+++ SELECTED TEXT

Antimicrobial resistance (AMR) is a global health and development threat. It requires urgent multisectoral action in order to achieve the Sustainable Development Goals (SDGs).
World health organization (WHO) has declared that AMR is one of the top 10 global public health threats facing humanity.
What are antimicrobials?
Antimicrobials – including antibiotics, antivirals, antifungals and antiparasitic – are medicines used to prevent and treat infections in humans, animals and plant.
What is antimicrobial resistance?
Antimicrobial Resistance (AMR) occurs when bacteria, viruses, fungi and parasites change over time and no longer respond to medicines making infections harder to treat and increasing the risk of disease spread, severe illness and death.
As a result of drug resistance, antibiotics and other antimicrobial medicines become ineffective and infections become increasingly difficult or impossible to treat.
Why is antimicrobial resistance a global concern?
The emergence and spread of drug-resistant pathogens that have acquired new resistance mechanisms, leading to antimicrobial resistance, continues to threaten our ability to treat common infections. Especially alarming is the rapid global spread of multi and pan resistant bacteria (also known as “superbugs”) that cause infections that are not treatable with existing antimicrobial medicines. such as antibiotics
Antibiotics are becoming increasingly ineffective as drug-resistance spreads globally leading to more difficult to treat infections and death. New antibacterials are urgently needed for example, to treat carbapenem resistant gram-negative bacterial infections as identified in the WHO priority pathogen list. However, if people do not change the way antibiotics are used now, these new antibiotics will suffer the same fate as the current ones and become ineffective.
Global Action Plan on Antimicrobial Resistance (GAP)
Globally, countries committed to the framework set out in the Global Action Plan (GAP) 2015 on AMR during the 2015 World Health Assembly and committed to the development and implementation of multisectoral national action plans. It was subsequently endorsed by the Governing Bodies of the Food and Agriculture Organization of the United Nations (FAO) and the World Organization for Animal Health (OIE). To ensure global progress, countries need to ensure costing and implementation of national action plans across sectors to ensure sustainable progress.

++++++

**WHAT THIS EXERCISE ASKS:**
A) In the text on antimicrobial resistance, what has the World Health Organization declared AMR to be?
B) Translate this sentence from the antimicrobial resistance text into Spanish: "As a result of drug resistance, antibiotics and other antimicrobial medicines become ineffective and infections become increasingly difficult or impossible to treat."
C) Copy out the stretch of the antimicrobial resistance text from "World health organization" through "is antimicrobial resistance?".

+++ DATASET RECORDS

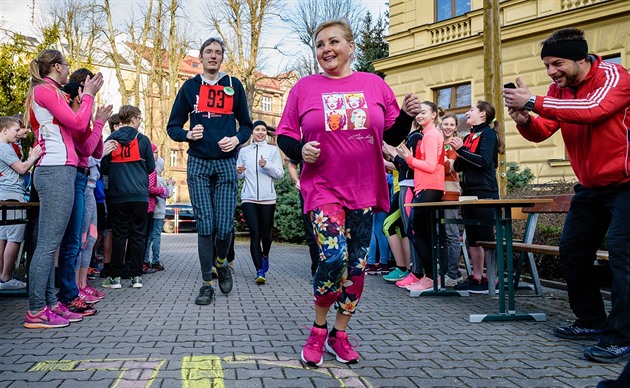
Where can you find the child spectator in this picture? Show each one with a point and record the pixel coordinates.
(152, 261)
(428, 165)
(12, 189)
(452, 191)
(128, 168)
(477, 159)
(154, 192)
(90, 231)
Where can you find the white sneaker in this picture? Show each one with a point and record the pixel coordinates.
(13, 284)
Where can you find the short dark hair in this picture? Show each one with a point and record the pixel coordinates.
(80, 75)
(20, 118)
(209, 41)
(568, 43)
(564, 34)
(128, 112)
(113, 121)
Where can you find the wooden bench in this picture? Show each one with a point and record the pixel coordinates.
(528, 249)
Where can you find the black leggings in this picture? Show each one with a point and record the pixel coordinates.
(259, 220)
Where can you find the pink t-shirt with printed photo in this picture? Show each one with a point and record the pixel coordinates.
(347, 117)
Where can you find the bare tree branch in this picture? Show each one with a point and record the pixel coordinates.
(308, 14)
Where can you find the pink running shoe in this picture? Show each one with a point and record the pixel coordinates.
(87, 298)
(93, 292)
(313, 352)
(408, 280)
(339, 345)
(423, 284)
(44, 319)
(63, 312)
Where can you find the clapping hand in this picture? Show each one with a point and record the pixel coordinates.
(311, 151)
(403, 151)
(103, 113)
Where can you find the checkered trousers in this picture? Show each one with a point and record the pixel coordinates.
(212, 186)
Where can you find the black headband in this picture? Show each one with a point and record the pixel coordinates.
(568, 49)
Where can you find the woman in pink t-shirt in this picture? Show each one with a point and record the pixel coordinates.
(55, 124)
(342, 181)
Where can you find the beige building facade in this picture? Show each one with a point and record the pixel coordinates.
(436, 51)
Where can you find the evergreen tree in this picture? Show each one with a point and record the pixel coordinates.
(15, 57)
(371, 44)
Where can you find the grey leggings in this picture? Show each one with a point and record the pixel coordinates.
(55, 185)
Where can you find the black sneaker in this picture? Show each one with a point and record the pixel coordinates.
(470, 282)
(206, 295)
(607, 353)
(225, 279)
(576, 332)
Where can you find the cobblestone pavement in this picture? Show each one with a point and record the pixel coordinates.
(156, 336)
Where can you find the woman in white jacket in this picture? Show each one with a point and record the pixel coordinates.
(259, 164)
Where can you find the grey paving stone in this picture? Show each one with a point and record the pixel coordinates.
(255, 335)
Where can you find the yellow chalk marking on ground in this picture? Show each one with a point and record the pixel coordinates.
(202, 372)
(66, 365)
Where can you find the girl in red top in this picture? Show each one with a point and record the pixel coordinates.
(428, 165)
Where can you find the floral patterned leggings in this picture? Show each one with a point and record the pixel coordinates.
(343, 239)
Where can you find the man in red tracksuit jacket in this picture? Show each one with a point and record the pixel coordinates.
(589, 102)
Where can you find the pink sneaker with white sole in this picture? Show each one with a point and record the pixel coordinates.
(422, 285)
(407, 281)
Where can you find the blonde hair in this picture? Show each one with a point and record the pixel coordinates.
(40, 67)
(344, 26)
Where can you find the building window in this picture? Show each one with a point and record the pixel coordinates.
(266, 104)
(173, 158)
(446, 9)
(613, 58)
(455, 99)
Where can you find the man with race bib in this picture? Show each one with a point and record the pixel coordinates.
(213, 102)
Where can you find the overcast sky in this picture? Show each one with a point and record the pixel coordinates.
(16, 16)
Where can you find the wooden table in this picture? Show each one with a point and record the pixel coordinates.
(6, 209)
(503, 224)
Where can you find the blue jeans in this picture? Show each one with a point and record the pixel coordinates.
(451, 251)
(154, 242)
(378, 241)
(71, 244)
(594, 212)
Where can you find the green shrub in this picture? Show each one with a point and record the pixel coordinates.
(288, 224)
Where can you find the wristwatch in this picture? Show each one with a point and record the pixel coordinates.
(529, 105)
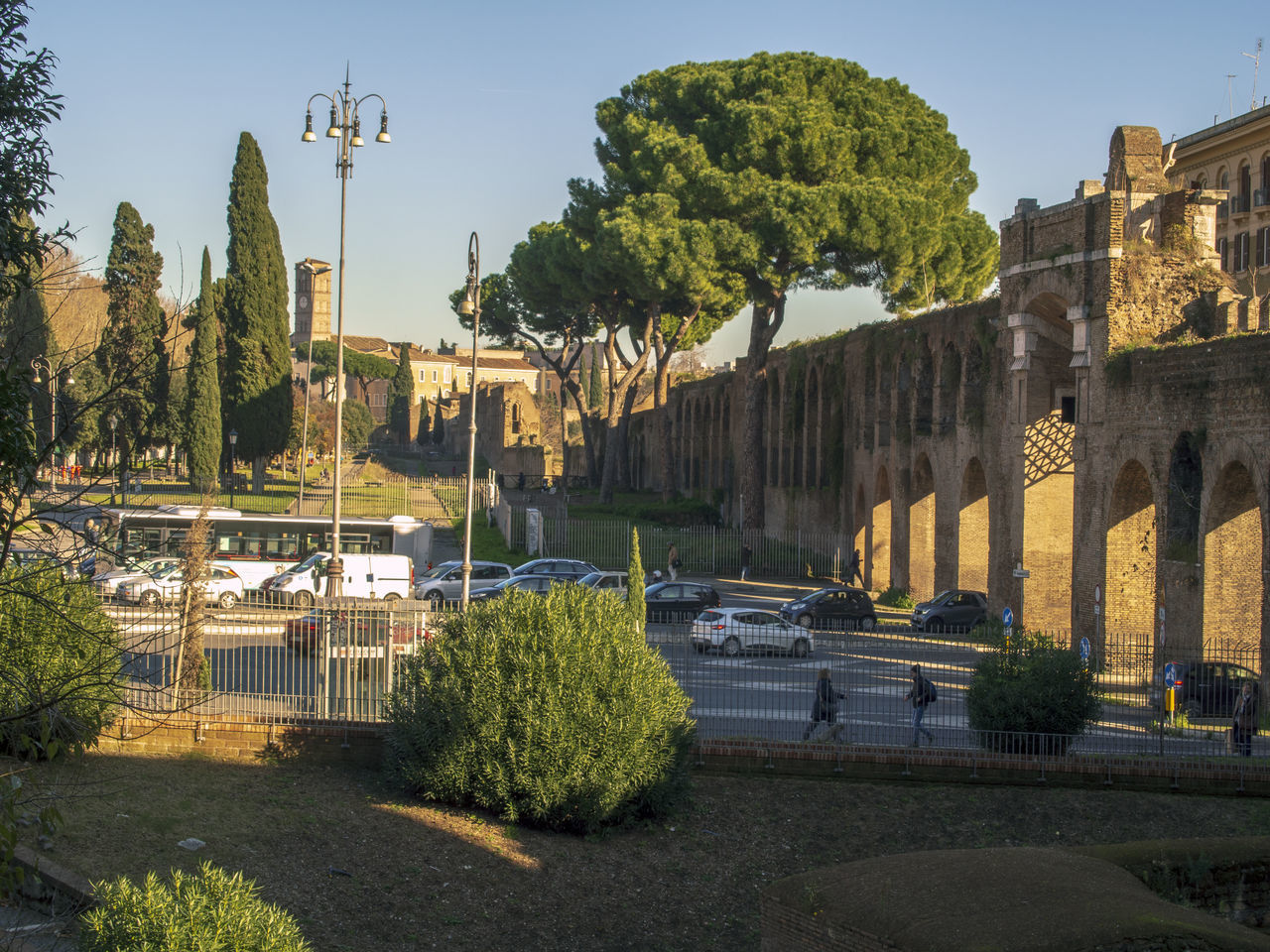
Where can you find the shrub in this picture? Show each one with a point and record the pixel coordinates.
(208, 911)
(60, 657)
(549, 711)
(1032, 696)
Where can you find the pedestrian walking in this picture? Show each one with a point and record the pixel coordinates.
(1245, 721)
(921, 693)
(825, 703)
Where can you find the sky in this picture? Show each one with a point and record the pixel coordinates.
(492, 112)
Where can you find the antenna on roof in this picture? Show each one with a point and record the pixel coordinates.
(1256, 67)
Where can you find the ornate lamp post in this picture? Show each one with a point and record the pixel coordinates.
(45, 366)
(232, 443)
(470, 306)
(345, 128)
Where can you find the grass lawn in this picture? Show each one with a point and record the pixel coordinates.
(423, 876)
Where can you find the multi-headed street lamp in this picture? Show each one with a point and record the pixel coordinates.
(470, 307)
(345, 128)
(45, 366)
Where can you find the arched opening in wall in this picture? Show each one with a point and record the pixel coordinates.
(812, 429)
(924, 394)
(1185, 492)
(860, 536)
(1130, 556)
(1232, 569)
(921, 532)
(971, 530)
(879, 553)
(951, 381)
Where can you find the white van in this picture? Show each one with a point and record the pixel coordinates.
(385, 576)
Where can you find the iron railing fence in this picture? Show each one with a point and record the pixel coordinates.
(338, 660)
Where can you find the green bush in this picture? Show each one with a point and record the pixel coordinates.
(60, 657)
(1032, 696)
(204, 912)
(548, 711)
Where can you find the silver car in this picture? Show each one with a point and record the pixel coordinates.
(444, 581)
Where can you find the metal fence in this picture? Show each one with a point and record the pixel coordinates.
(338, 660)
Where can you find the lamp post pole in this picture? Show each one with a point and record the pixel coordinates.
(345, 128)
(470, 306)
(44, 365)
(232, 443)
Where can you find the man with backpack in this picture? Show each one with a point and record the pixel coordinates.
(921, 693)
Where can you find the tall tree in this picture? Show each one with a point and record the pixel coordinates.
(830, 177)
(131, 354)
(203, 389)
(257, 391)
(402, 397)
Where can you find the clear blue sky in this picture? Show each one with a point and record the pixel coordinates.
(492, 108)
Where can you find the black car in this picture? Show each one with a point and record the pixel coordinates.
(538, 584)
(834, 610)
(571, 569)
(1207, 688)
(679, 601)
(957, 610)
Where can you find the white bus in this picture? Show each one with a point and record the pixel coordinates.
(258, 546)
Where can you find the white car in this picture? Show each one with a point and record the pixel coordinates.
(223, 587)
(737, 630)
(444, 581)
(108, 583)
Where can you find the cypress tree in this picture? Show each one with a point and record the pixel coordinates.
(402, 397)
(257, 394)
(131, 348)
(203, 389)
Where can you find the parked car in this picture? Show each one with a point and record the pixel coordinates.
(223, 587)
(108, 583)
(606, 581)
(444, 581)
(679, 601)
(833, 608)
(538, 584)
(1206, 688)
(737, 630)
(956, 610)
(572, 569)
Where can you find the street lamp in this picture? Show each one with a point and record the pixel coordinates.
(44, 365)
(345, 128)
(470, 307)
(232, 443)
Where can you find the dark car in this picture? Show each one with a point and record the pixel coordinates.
(833, 610)
(956, 610)
(571, 569)
(679, 601)
(538, 584)
(1207, 688)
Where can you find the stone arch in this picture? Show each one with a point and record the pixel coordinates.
(1233, 551)
(879, 552)
(921, 531)
(1129, 590)
(973, 534)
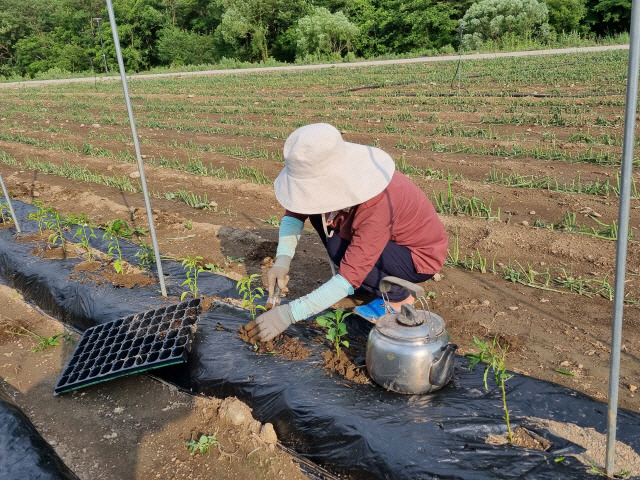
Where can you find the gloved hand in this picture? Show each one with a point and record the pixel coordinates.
(278, 273)
(269, 324)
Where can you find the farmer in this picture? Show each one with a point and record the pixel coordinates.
(373, 221)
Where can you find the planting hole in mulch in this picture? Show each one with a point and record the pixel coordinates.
(282, 345)
(101, 272)
(54, 253)
(522, 437)
(343, 366)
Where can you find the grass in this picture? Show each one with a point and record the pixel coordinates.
(450, 204)
(43, 342)
(546, 182)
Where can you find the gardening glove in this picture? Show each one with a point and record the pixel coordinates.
(278, 274)
(269, 324)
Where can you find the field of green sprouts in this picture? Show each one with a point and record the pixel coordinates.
(522, 164)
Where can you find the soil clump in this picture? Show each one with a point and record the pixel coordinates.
(282, 345)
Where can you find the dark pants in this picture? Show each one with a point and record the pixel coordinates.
(394, 261)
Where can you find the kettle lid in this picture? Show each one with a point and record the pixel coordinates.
(411, 324)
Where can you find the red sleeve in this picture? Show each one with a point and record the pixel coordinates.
(371, 232)
(300, 216)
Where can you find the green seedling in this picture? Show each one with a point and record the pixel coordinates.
(231, 259)
(213, 268)
(145, 256)
(250, 294)
(193, 267)
(84, 237)
(114, 249)
(54, 223)
(202, 445)
(71, 220)
(122, 229)
(273, 220)
(494, 356)
(43, 342)
(337, 329)
(595, 470)
(5, 213)
(40, 215)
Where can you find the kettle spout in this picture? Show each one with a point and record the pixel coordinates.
(442, 369)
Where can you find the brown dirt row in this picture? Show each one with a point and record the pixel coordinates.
(546, 330)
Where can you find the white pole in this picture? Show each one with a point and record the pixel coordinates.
(623, 233)
(6, 195)
(136, 144)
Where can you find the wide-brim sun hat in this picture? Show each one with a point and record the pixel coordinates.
(323, 173)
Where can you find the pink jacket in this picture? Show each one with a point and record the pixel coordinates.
(401, 213)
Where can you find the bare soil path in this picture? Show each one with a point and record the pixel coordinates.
(402, 61)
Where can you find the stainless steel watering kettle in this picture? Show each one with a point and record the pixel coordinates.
(409, 351)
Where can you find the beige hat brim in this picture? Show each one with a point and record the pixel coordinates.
(365, 172)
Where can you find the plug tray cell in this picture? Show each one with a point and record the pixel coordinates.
(133, 344)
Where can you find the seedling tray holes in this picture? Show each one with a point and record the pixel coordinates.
(139, 342)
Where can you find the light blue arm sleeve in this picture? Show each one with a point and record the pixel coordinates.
(288, 236)
(321, 298)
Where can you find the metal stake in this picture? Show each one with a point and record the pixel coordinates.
(6, 195)
(460, 63)
(623, 232)
(104, 57)
(136, 143)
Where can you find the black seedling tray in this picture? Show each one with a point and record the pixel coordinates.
(140, 342)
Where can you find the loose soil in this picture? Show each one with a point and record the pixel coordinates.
(132, 428)
(282, 345)
(343, 366)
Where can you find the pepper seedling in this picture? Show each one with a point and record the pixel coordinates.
(84, 237)
(194, 268)
(337, 329)
(494, 356)
(250, 294)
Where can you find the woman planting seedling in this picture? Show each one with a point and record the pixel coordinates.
(373, 221)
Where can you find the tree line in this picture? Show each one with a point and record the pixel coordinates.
(64, 35)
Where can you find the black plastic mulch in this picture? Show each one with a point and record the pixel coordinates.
(360, 430)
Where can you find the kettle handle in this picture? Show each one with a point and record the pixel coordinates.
(416, 290)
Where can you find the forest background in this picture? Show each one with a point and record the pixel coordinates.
(58, 38)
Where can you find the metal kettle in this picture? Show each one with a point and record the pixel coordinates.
(409, 351)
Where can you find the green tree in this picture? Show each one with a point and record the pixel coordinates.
(252, 27)
(182, 47)
(492, 19)
(418, 25)
(607, 17)
(323, 33)
(566, 15)
(19, 19)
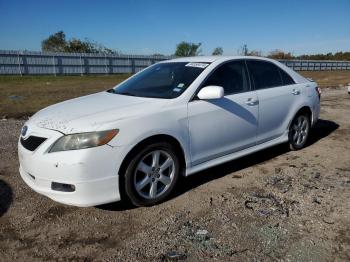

++++++

**ANSWERS TO EACH TASK:**
A) One of the top 10 global public health threats facing humanity.

B) Como consecuencia de la farmacorresistencia, los antibióticos y otros medicamentos antimicrobianos se vuelven ineficaces y las infecciones son cada vez más difíciles o imposibles de tratar.

C)
World health organization (WHO) has declared that AMR is one of the top 10 global public health threats facing humanity.
What are antimicrobials?
Antimicrobials – including antibiotics, antivirals, antifungals and antiparasitic – are medicines used to prevent and treat infections in humans, animals and plant.
What is antimicrobial resistance?